- **Excerpt**:
Optimizing an ML Pipeline in Azure

Overview

This project is part of the Udacity Azure ML Nanodegree. In this project, we build and optimize an Azure ML pipeline using the Python SDK and a provided Scikit-learn model. This model is then compared to an Azure AutoML run.

Summary

In this project we want to compare HyperDrive and AutoML. The goal is to use HyperDrive to find the best hypeparameter for our trainig model and then compare it with AutoML and the model found by AutoML.

The project is based on the UCI bank marketing data dataset and the classification goal is to predict whether a user will subscribe a term deposit.

The dataset is composed of 21 columns split into bank data client:

1 - age (numeric)
2 - job : type of job (categorical: 'admin.','blue-collar','entrepreneur','housemaid','management','retired','self-employed','services','student','technician','unemployed','unknown')
3 - marital : marital status (categorical: 'divorced','married','single','unknown'; note: 'divorced' means divorced or widowed)
4 - education (categorical: 'basic.4y','basic.6y','basic.9y','high.school','illiterate','professional.course','university.degree','unknown')
5 - default: has credit in default? (categorical: 'no','yes','unknown')
6 - housing: has housing loan? (categorical: 'no','yes','unknown')
7 - loan: has personal loan? (categorical: 'no','yes','unknown')

and other attributes:

8 - contact: contact communication type (categorical: 'cellular','telephone')
9 - month: last contact month of year (categorical: 'jan', 'feb', 'mar', ..., 'nov', 'dec')
10 - day_of_week: last contact day of the week (categorical: 'mon','tue','wed','thu','fri')
11 - duration: last contact duration, in seconds (numeric). Important note: this attribute highly affects the output target (e.g., if duration=0 then y='no'). Yet, the duration is not known before a call is performed. Also, after the end of the call y is obviously known. Thus, this input should only be included for benchmark purposes and should be discarded if the intention is to have a realistic predictive model.

other attributes:

12 - campaign: number of contacts performed during this campaign and for this client (numeric, includes last contact)
13 - pdays: number of days that passed by after the client was last contacted from a previous campaign (numeric; 999 means client was not previously contacted)
14 - previous: number of contacts performed before this campaign and for this client (numeric)
15 - poutcome: outcome of the previous marketing campaign (categorical: 'failure','nonexistent','success')

social and economic context attributes

16 - emp.var.rate: employment variation rate - quarterly indicator (numeric)
17 - cons.price.idx: consumer price index - monthly indicator (numeric)
18 - cons.conf.idx: consumer confidence index - monthly indicator (numeric)
19 - euribor3m: euribor 3 month rate - daily indicator (numeric)
20 - nr.employed: number of employees - quarterly indicator (numeric)

The best model was the VotingEnsemble found by AutoML with an accuracy of 0.91612.

Scikit-learn Pipeline

As mentioned we have two approach: hyperparameter tuning and AutoML.

Hyperparameter tuning

In this part of the project we want to optimize our model using HyperDrive. HyperDrive is a tool in Azure ML that helps tuning hyperparameters. The algorithm in the train.py is sklearn LogisticRegression and the hyperparameters to optimize are

C: Inverse of regularization strength; must be a positive float. Like in support vector machines, smaller values specify stronger regularization.
max-iter: Maximum number of iterations taken for the solvers to converge.

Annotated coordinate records
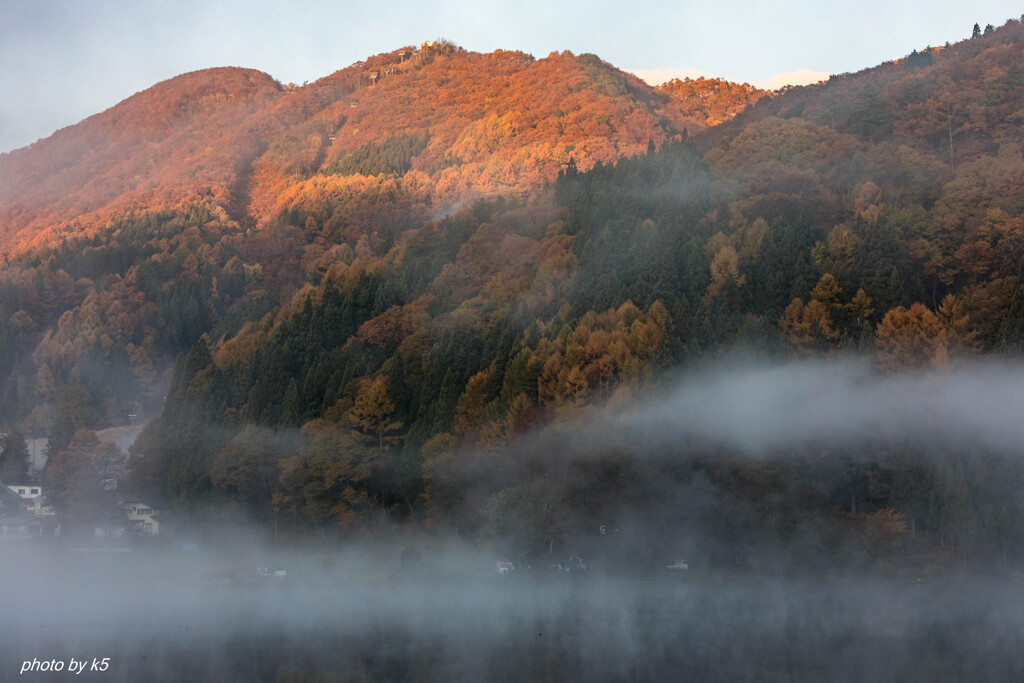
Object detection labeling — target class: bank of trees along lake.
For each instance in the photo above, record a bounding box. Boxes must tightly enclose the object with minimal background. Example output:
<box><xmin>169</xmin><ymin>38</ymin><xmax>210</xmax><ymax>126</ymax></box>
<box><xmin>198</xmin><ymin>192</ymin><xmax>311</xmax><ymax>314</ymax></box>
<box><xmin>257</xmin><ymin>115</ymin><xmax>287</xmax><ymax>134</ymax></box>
<box><xmin>0</xmin><ymin>22</ymin><xmax>1024</xmax><ymax>563</ymax></box>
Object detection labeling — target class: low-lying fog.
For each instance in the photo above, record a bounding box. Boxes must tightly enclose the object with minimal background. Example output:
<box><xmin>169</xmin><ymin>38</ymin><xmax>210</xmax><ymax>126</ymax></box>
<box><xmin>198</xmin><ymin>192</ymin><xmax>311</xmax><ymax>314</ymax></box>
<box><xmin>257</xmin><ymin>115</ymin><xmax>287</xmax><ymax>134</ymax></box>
<box><xmin>6</xmin><ymin>361</ymin><xmax>1024</xmax><ymax>681</ymax></box>
<box><xmin>6</xmin><ymin>547</ymin><xmax>1024</xmax><ymax>681</ymax></box>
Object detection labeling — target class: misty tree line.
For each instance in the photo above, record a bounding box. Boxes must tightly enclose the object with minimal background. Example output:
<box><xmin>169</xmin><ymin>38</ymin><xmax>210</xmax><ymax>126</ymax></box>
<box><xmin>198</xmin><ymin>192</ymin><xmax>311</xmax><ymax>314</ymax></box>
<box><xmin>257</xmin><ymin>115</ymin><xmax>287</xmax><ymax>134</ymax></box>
<box><xmin>6</xmin><ymin>20</ymin><xmax>1024</xmax><ymax>573</ymax></box>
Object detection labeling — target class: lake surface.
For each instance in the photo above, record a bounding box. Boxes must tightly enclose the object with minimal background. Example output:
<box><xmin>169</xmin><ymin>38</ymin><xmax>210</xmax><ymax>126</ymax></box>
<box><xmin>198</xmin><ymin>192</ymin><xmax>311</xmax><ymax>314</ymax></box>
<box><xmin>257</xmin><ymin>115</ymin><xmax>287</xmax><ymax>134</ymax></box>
<box><xmin>0</xmin><ymin>548</ymin><xmax>1024</xmax><ymax>681</ymax></box>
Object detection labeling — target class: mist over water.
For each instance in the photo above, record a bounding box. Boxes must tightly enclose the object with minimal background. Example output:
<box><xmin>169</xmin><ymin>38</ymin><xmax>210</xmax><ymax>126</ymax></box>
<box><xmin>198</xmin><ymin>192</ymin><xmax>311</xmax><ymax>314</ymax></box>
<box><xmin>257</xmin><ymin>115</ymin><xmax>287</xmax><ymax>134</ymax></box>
<box><xmin>6</xmin><ymin>359</ymin><xmax>1024</xmax><ymax>681</ymax></box>
<box><xmin>596</xmin><ymin>358</ymin><xmax>1024</xmax><ymax>456</ymax></box>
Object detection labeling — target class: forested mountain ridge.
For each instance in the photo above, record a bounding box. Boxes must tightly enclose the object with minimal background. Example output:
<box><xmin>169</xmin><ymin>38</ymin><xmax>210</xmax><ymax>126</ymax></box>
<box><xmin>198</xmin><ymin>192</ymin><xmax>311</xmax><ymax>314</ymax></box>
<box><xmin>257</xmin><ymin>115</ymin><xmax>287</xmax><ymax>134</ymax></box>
<box><xmin>6</xmin><ymin>22</ymin><xmax>1024</xmax><ymax>565</ymax></box>
<box><xmin>0</xmin><ymin>42</ymin><xmax>702</xmax><ymax>253</ymax></box>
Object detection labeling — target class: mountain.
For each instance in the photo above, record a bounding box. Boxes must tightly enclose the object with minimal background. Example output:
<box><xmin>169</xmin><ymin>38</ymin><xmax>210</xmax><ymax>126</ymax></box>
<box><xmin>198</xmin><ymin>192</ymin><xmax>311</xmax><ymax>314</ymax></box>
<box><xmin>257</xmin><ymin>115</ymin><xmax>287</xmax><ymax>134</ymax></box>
<box><xmin>6</xmin><ymin>22</ymin><xmax>1024</xmax><ymax>557</ymax></box>
<box><xmin>0</xmin><ymin>42</ymin><xmax>720</xmax><ymax>259</ymax></box>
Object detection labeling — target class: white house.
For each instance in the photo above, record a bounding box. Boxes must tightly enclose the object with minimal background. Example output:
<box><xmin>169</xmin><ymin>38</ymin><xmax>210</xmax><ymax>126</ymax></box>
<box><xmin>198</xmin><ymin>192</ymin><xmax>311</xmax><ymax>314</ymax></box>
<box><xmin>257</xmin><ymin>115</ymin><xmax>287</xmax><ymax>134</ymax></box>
<box><xmin>121</xmin><ymin>498</ymin><xmax>160</xmax><ymax>536</ymax></box>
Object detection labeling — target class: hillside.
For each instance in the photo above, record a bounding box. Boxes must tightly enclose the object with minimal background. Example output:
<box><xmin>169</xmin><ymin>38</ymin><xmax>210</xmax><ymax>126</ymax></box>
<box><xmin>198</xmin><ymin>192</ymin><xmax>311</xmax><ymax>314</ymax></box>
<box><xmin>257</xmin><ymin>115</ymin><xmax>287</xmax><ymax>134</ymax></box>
<box><xmin>0</xmin><ymin>43</ymin><xmax>701</xmax><ymax>259</ymax></box>
<box><xmin>6</xmin><ymin>22</ymin><xmax>1024</xmax><ymax>561</ymax></box>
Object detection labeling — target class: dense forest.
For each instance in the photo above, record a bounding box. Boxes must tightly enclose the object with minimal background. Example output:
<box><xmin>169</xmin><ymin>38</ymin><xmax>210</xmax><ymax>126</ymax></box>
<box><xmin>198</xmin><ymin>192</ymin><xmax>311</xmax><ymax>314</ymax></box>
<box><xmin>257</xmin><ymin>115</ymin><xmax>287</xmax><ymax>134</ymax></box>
<box><xmin>0</xmin><ymin>20</ymin><xmax>1024</xmax><ymax>566</ymax></box>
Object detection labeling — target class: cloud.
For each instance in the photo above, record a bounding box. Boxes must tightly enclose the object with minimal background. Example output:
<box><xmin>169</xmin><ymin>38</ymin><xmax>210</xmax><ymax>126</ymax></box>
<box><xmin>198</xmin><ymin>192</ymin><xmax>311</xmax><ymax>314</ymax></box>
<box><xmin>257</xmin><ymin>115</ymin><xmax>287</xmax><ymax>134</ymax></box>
<box><xmin>630</xmin><ymin>69</ymin><xmax>829</xmax><ymax>90</ymax></box>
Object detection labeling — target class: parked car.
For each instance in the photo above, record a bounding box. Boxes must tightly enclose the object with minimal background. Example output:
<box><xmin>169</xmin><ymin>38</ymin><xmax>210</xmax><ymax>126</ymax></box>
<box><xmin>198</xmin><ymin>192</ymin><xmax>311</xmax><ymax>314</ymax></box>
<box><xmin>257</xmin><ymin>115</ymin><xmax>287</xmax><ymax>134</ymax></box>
<box><xmin>551</xmin><ymin>557</ymin><xmax>587</xmax><ymax>573</ymax></box>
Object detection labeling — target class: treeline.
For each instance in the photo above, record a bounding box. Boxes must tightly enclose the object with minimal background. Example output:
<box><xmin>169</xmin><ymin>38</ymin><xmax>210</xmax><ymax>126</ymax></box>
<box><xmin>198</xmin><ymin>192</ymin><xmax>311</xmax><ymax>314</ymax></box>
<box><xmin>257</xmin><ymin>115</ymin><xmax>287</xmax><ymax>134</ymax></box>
<box><xmin>6</xmin><ymin>23</ymin><xmax>1024</xmax><ymax>555</ymax></box>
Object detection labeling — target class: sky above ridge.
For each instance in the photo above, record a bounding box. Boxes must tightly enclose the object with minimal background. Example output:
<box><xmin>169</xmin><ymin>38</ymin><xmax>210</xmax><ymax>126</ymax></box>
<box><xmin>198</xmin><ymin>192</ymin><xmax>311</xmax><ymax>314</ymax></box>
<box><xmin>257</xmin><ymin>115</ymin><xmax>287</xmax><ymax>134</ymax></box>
<box><xmin>0</xmin><ymin>0</ymin><xmax>1021</xmax><ymax>153</ymax></box>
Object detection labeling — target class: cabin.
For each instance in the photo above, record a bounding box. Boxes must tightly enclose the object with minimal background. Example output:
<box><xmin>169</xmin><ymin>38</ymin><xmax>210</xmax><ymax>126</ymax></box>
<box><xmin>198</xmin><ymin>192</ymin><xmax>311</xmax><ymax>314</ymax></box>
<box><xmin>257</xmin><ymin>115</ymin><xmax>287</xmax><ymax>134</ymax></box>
<box><xmin>121</xmin><ymin>498</ymin><xmax>168</xmax><ymax>536</ymax></box>
<box><xmin>0</xmin><ymin>483</ymin><xmax>60</xmax><ymax>542</ymax></box>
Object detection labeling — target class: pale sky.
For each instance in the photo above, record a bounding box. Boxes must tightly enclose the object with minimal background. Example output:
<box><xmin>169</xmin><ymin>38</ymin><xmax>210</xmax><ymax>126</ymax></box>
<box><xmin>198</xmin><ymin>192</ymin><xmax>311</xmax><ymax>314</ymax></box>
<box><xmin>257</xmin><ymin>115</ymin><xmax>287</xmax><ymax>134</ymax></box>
<box><xmin>0</xmin><ymin>0</ymin><xmax>1022</xmax><ymax>152</ymax></box>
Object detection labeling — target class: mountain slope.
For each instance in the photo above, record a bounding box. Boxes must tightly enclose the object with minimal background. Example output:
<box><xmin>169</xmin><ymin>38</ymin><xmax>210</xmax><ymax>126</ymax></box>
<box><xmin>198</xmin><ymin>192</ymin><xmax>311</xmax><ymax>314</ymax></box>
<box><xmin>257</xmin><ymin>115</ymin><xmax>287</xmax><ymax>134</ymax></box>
<box><xmin>0</xmin><ymin>44</ymin><xmax>700</xmax><ymax>259</ymax></box>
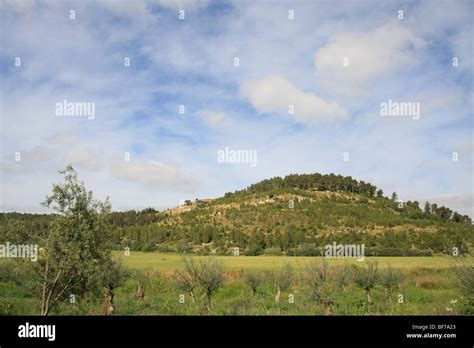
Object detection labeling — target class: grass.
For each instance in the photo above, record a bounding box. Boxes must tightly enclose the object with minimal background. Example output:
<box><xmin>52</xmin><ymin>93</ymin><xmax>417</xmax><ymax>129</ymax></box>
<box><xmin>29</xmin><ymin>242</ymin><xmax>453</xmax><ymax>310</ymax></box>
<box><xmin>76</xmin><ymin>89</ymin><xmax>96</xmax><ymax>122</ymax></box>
<box><xmin>114</xmin><ymin>251</ymin><xmax>474</xmax><ymax>272</ymax></box>
<box><xmin>0</xmin><ymin>252</ymin><xmax>474</xmax><ymax>315</ymax></box>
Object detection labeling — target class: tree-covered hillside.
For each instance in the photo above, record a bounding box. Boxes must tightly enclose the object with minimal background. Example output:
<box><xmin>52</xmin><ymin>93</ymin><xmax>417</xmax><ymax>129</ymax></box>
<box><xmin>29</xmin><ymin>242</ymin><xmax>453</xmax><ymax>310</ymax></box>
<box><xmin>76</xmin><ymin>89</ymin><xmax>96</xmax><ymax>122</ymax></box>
<box><xmin>1</xmin><ymin>174</ymin><xmax>474</xmax><ymax>256</ymax></box>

- **Exercise requirements**:
- a) Answer these about the Azure ML pipeline write-up:
(i) Which model performed best, and with what accuracy?
(ii) What does a pdays value of 999 indicate?
(iii) Which algorithm does train.py use?
- b) Continue the Azure ML pipeline write-up, picking up right after its final line about max-iter.

- **Responses in order**:
- a)
(i) The VotingEnsemble found by AutoML, with an accuracy of 0.91612.
(ii) The client was not previously contacted.
(iii) The scikit-learn (sklearn) LogisticRegression algorithm.

- b)
The architecture is composed by a train script and a notebook. In the train.py script the CSV file data is loaded into a Azure tabular Dataset from a URL, then data is cleaned and split into train and test sets.

In the notebook a HyperDriveConfig is created passing a parameter sampler, a early termination policy and an estimator. In the configuration is also defined the metric to optimize, in this case we want to maximize the Accuracy, and the number of run, which has been set to 20.

Then the hypedrive run is submitted: what is does is run 20 (in our case) experiments with value randomly chosen by the Sampler.

What are the benefits of the parameter sampler you chose?

The sampler chosen is the RandomParameterSampling where hyperparameter values are randomly selected from the defined search space. RandomParameterSampling is the first choice for an initial search before to refine the search space to improve results. Both Grid sampling, which exhaustively search over the search space, and Bayesian sampling require enough budget. The Random sampling has been chosen has first method and also because of the VM timeout.

Values chosen are:

C: choice(0.001, 0.01, 0.1, 0.5, 1, 10, 100): this range has been chosen as C must be a positive number with default value = 1
max_iter: choice(20,40,60,80,100,1000)

What are the benefits of the early stopping policy you chose?

We use an early termination policy to ensure that poorly performing runs are stopped and so we can concentrate on good runs. The BanditPolicy has been chosen. The policy terminates any runs that doesn't satisfy the specific slack factor of the best performing run. Median stopping is a policy based on running averages of primary metrics and stops all runs with primary metric values worse than the median of averages, while Truncation selection cancels a percentage (that must be set) of lowest performing runs at each evaluation interval.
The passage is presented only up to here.